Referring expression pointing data
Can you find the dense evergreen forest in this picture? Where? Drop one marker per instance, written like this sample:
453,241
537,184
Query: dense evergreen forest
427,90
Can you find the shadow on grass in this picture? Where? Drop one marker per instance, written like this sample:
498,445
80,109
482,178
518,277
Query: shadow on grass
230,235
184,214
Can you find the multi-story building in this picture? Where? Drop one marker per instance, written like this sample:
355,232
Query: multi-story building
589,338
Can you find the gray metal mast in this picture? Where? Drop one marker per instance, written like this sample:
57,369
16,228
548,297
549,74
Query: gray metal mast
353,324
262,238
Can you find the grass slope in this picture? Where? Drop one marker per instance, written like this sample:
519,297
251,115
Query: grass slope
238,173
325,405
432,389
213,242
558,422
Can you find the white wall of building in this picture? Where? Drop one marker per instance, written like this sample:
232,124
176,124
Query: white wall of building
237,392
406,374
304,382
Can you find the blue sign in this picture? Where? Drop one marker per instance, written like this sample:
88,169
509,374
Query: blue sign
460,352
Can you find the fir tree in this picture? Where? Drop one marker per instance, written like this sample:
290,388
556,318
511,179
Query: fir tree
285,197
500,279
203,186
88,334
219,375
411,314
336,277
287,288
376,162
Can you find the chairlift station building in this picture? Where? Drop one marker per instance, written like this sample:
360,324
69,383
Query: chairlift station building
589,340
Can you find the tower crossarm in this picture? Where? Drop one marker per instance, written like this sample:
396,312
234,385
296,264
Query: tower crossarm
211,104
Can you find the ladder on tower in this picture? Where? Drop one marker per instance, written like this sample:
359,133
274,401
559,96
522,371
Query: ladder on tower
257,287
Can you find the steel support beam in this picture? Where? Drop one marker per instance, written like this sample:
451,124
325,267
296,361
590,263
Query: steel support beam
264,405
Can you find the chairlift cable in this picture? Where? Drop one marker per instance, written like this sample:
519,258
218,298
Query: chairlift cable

EXERCISE GOAL: The records above are to be repeated exactly, in their entirety.

TASK ANSWER:
Can you find the dense evergreen forest in this picture? Where? Drop one marker per instance, written like this sample:
453,241
537,184
Query: dense evergreen forest
427,90
Can you find the shadow on grass in this picture? Where? Drop one marker per instance, written like this sample:
498,445
80,109
482,178
518,277
Query: shadow on grass
230,235
184,214
Can you find the multi-story building in this picture? Where? Drop one marker per instance, written like this sample:
355,232
Query: multi-story building
589,338
Can you find the gray metal mast in this picture? Where? Drop one marker per instance, written like this sample:
57,369
16,228
548,297
549,74
Query: gray metal mast
353,324
262,238
Can you find the grass slope in this picture? Where? Drop one marker per instance, written like this sample:
519,297
251,115
Query: grass slope
238,173
325,405
432,389
213,242
558,422
Can you find the white wall of building in this picture? Where? Drop one marker per instance, written like this sample:
232,124
176,124
Query: white wall of building
237,392
406,374
304,382
Can you find the blue sign in this picture? Where? Drop one marker per instance, written like this sample:
88,169
509,374
Query: blue sign
460,352
Can you find the fir tree in this picture? Where? Drop one marker per instance, written like this sample:
290,388
556,318
511,179
Query: fir tree
285,197
500,279
203,186
88,334
219,375
411,314
336,277
287,288
376,162
Can you find the chairlift station building in this picture? Where? Drop one marker per instance, written like this sample:
360,324
69,383
Query: chairlift station building
589,340
Can you find the tower crossarm in this picture? Where? Drop one marker per instance, written like this sample:
396,312
234,385
296,264
Query: tower crossarm
211,104
Can you find the ladder on tower in this picture? Where? Drop one marker per instance, written like this sample:
359,133
274,401
559,96
522,371
Query: ladder on tower
257,287
Can you find the steel support beam in this picture? Where? Drop one marker per instance, written like this sample:
451,124
325,267
296,361
590,263
Query: steel support beam
264,405
Can you find the chairlift cable in this picture? Where? Drop one marker per instance, written like this sample:
519,258
218,298
Query: chairlift cable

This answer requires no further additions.